Data extracted from a collection
============================================================

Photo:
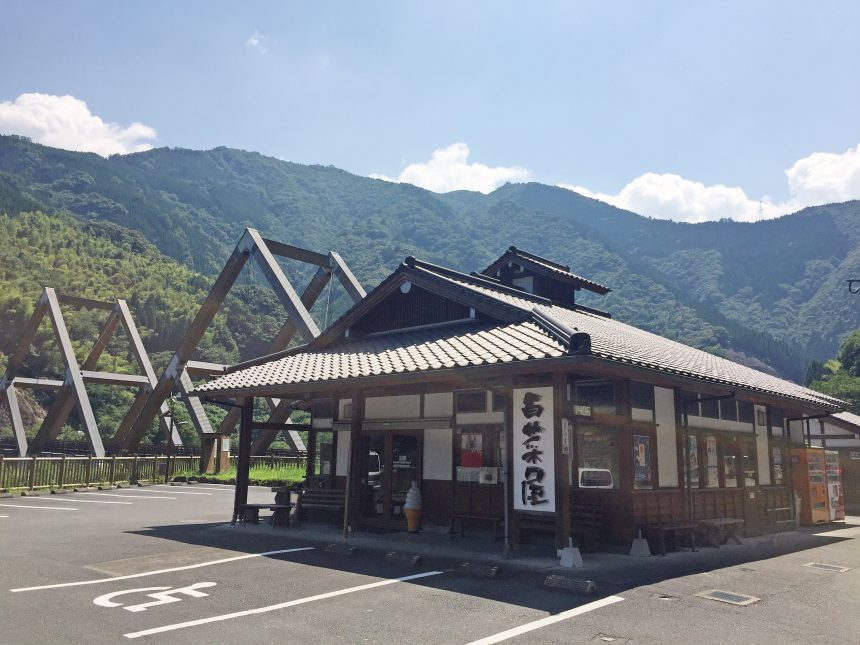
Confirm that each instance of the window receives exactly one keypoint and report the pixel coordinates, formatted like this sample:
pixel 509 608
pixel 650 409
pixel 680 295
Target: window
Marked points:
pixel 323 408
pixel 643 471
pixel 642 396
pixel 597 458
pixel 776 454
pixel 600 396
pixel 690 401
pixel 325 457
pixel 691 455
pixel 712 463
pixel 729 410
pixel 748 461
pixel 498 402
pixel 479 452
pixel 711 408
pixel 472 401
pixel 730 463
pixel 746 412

============================================================

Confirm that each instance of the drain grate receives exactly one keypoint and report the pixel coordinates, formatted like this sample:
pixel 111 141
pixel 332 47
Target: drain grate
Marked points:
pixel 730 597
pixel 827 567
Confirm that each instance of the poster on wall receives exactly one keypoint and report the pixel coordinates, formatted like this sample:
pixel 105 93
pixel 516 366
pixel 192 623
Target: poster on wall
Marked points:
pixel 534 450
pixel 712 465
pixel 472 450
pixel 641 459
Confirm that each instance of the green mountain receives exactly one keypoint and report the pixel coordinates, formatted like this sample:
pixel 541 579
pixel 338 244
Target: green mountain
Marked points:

============================================================

**Exercise requirements:**
What you return must be an exact retyping of the lines above starting at the line with "Confirm that each instance of the drain" and ending at the line with "Target: poster on wall", and nothing besides.

**Response to this exercise:**
Confirm that each instance of the drain grate receives exactly one keypoint and report the pixel coordinates, formatted like this sample:
pixel 111 141
pixel 332 47
Target: drain grate
Marked points:
pixel 730 597
pixel 827 567
Confirm that each instance of the poster on wall receives exactly one keypoint and report the pixel coordinates, formatted like this sample:
pixel 105 93
pixel 516 366
pixel 192 623
Target: poster on wall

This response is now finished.